# Actions à mener
a) Dans le récit du traitement dentaire, combien d'implants le praticien propose-t-il de poser à la place des racines piliers ?
b) Poursuivez le récit du traitement dentaire après sa dernière phrase.

# Passage du texte
↓

En 2008, une patiente consulte son chirurgien-dentiste car elle présente un bridge vétuste. En 2020, le traitement dentaire n'était toujours pas achevé... Que s'est-il passé au cours de ces 10 années ?
En 2008, une patiente de 52 ans présente un bridge vétuste de 14 à 24 qu'elle souhaite refaire. Son praticien propose l'avulsion des six racines piliers et leur remplacement par six implants destinés à supporter un bridge céramo-métallique de 8 éléments.
Début 2009, des extractions avec implantation immédiate sont réalisées. Un bridge provisoire est mis en place. Le bridge d'usage est réalisé en juin 2009.
En juillet 2009, la patiente commence à se plaindre de douleurs dans le secteur 23-24. Le chirurgien-dentiste prescrit des antibiotiques. Les clichés radiologiques ne montrent aucune anomalie. Le praticien suspecte une origine gingivale et réalise un aménagement tissulaire. L’intervention n’aura aucun effet.
Le praticien décide donc de déposer un implant en site de 23, puis le remplace quelques mois plus tard en 2010. Les douleurs s'amendent et un nouveau bridge d'usage est réalisé.

↑

# Extrait de données
↓

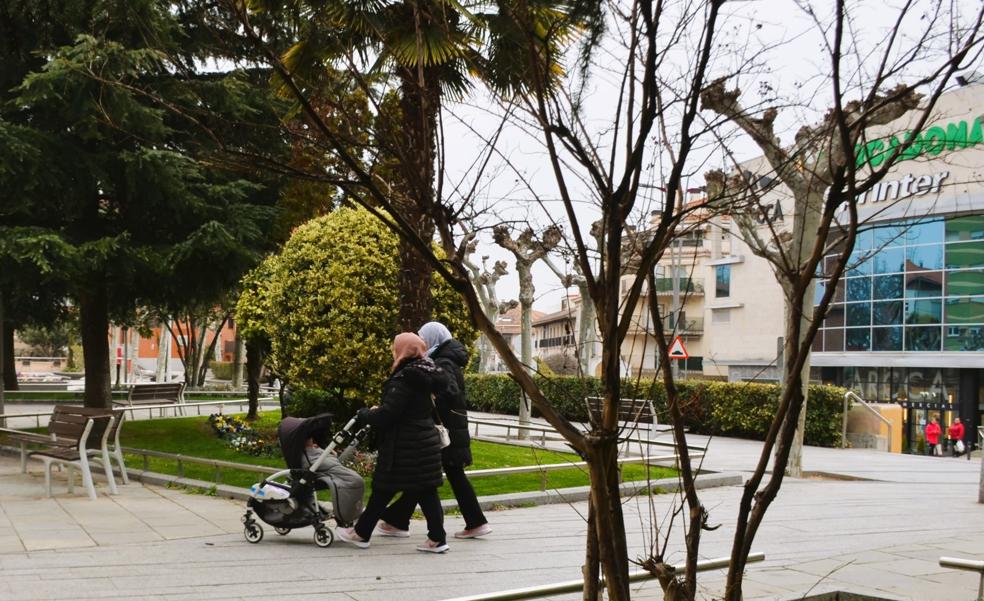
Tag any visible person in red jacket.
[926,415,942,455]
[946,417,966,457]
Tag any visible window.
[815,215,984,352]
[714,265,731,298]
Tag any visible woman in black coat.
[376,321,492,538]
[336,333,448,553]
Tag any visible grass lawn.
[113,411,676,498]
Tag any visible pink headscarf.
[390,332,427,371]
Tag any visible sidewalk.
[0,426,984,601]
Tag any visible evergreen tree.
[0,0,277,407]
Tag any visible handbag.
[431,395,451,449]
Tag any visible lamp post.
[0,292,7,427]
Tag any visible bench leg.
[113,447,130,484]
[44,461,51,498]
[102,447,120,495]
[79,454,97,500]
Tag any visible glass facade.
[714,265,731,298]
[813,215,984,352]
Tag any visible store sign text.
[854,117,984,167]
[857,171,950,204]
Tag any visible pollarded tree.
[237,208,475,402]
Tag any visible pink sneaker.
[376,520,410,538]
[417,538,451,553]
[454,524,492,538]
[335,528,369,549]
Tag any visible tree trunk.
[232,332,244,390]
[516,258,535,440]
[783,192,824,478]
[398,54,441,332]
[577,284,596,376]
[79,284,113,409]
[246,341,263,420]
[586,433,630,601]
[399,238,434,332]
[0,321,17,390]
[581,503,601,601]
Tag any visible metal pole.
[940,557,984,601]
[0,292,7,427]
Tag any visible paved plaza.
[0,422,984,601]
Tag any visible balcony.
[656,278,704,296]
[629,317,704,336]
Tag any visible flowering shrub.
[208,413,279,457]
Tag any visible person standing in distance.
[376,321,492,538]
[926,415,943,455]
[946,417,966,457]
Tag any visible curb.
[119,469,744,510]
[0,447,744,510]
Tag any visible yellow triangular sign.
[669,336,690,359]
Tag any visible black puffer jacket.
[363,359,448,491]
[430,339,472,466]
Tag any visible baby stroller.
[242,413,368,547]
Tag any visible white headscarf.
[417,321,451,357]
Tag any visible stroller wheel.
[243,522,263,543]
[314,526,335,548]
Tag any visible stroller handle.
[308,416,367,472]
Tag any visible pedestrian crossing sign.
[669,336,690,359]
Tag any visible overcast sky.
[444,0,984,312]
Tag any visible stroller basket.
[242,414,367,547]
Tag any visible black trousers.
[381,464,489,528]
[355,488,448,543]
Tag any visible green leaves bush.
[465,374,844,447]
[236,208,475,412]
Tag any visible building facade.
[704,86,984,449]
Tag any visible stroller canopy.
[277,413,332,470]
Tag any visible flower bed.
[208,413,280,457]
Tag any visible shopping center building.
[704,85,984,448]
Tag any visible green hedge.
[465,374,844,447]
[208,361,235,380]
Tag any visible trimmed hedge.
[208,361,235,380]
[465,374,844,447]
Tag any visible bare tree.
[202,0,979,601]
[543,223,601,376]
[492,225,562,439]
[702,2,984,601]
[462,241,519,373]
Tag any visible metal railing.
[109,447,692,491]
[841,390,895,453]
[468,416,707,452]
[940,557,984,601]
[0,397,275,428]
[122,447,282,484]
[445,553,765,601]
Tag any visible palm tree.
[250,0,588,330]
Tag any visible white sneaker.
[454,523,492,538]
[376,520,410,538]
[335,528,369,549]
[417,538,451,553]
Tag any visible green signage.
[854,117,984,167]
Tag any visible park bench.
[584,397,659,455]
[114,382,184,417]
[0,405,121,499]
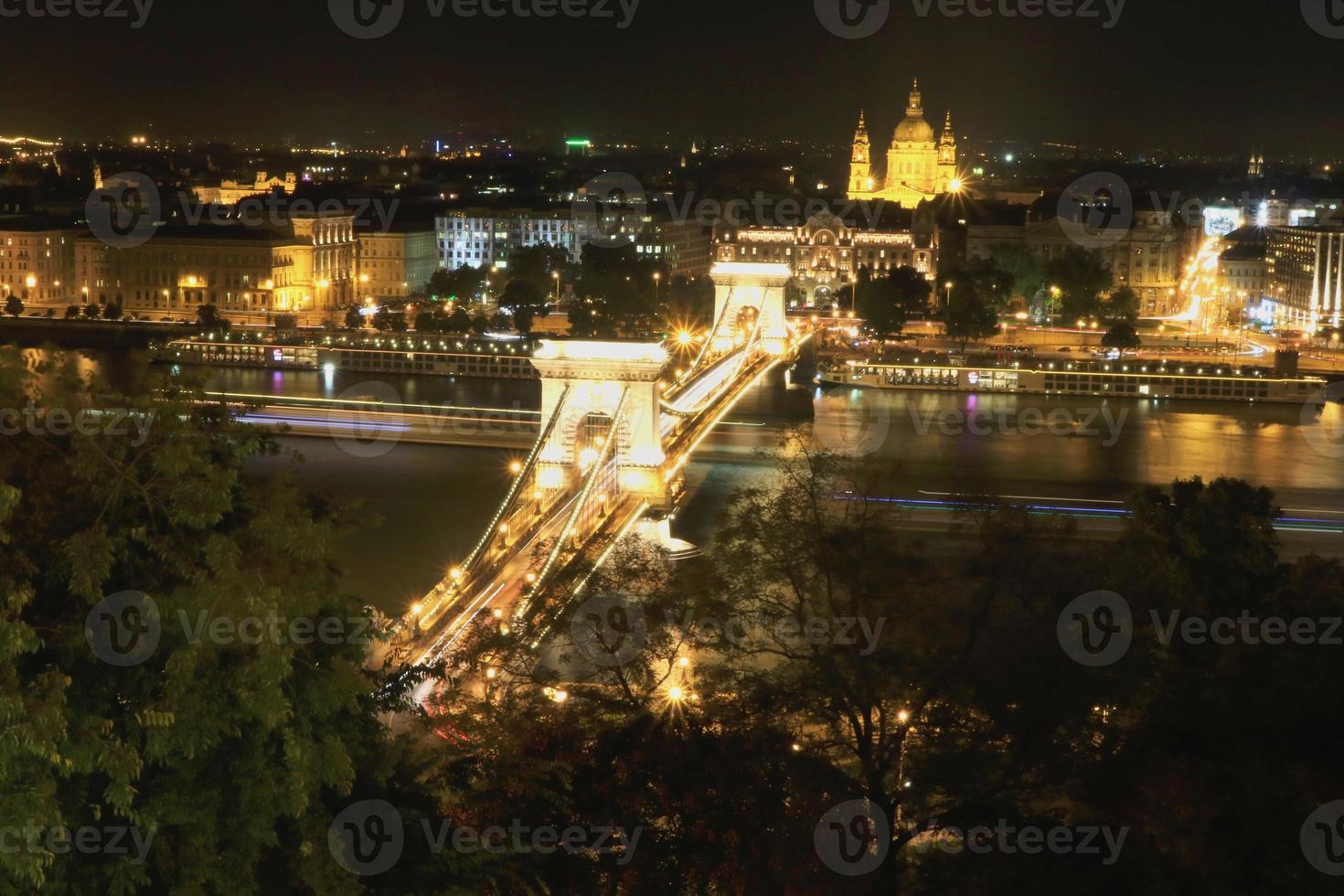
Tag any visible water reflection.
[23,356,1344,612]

↑
↓

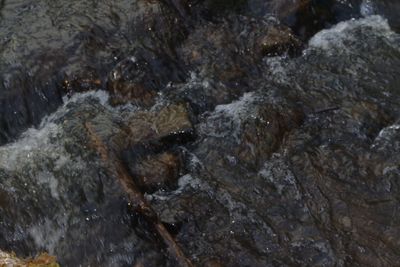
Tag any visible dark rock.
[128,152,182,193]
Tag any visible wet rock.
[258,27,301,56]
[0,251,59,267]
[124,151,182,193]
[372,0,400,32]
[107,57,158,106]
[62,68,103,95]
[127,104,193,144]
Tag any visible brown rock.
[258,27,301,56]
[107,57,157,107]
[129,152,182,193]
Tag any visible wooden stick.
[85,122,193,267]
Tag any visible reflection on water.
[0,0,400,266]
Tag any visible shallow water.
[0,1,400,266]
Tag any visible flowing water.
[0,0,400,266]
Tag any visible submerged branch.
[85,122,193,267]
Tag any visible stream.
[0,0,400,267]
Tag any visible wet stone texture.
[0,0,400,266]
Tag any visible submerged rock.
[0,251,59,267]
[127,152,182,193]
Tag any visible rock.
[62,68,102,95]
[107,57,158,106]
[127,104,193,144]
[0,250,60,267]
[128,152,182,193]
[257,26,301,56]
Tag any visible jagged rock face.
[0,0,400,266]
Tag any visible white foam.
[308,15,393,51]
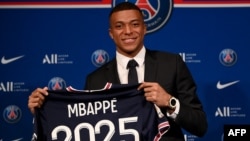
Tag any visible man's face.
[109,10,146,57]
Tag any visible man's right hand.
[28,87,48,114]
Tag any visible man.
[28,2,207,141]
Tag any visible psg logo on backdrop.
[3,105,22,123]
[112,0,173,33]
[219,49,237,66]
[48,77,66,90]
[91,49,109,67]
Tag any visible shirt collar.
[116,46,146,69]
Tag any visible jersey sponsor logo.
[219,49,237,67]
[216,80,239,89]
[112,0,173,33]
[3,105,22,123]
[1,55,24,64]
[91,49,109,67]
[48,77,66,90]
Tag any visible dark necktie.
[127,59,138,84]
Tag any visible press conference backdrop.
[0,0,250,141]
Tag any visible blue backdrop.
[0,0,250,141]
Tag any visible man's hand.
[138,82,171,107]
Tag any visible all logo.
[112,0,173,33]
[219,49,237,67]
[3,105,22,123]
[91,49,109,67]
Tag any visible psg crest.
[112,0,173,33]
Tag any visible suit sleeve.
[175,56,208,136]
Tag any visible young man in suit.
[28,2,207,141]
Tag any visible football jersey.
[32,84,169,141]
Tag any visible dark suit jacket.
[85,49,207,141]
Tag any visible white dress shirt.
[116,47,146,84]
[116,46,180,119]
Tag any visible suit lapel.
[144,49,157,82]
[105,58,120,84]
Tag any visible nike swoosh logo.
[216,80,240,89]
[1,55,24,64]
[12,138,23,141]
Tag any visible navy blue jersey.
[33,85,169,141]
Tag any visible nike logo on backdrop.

↑

# Réponses par point
a) Six implants.

b)
Les douleurs réapparaissent sur le même site.
En 2011, malgré l’absence d’anomalies au scanner, le praticien reprend le travail à nouveau en remplaçant les piliers prothétiques par des piliers anatomiques espérant s’adapter au mieux à la physiologie de la patiente.
Les douleurs ressenties persistent.
La patiente bénéficie de divers scanners, I.R.M., clichés panoramiques qui ne mettent en évidence aucune anomalie osseuse ; en revanche sur le dernier travail, il est retrouvé des défauts d’ajustage prothétiques sur 24.
Entre 2012 et 2014, la patiente bénéficie de l’avis de confrères qui vont proposer pour certains la section du bridge pour déposer la couronne sur 24, pour d’autre la dépose des implants en site de 23 et 24. Finalement après section en distal de 23, pilier et couronne sur 24 sont déposés en 2015. Un nouveau pilier et une couronne provisoire sont posés.
Les douleurs diminuent mais persistent.
En 2016, la patiente est adressée en neurologie pour une douleur sous-orbitaire. L’imagerie ne retrouve aucun problème dentaire ou sinusien.
L’intensité des douleurs augmente. Des traitements à visée antalgiques sont sans succès.
En 2018, les praticiens consultés déconseillent la dépose d’implants.
En 2020, les prothèses d’usage ne sont toujours pas réalisées.
La première réalisation prothétique ne montrait aucun défaut.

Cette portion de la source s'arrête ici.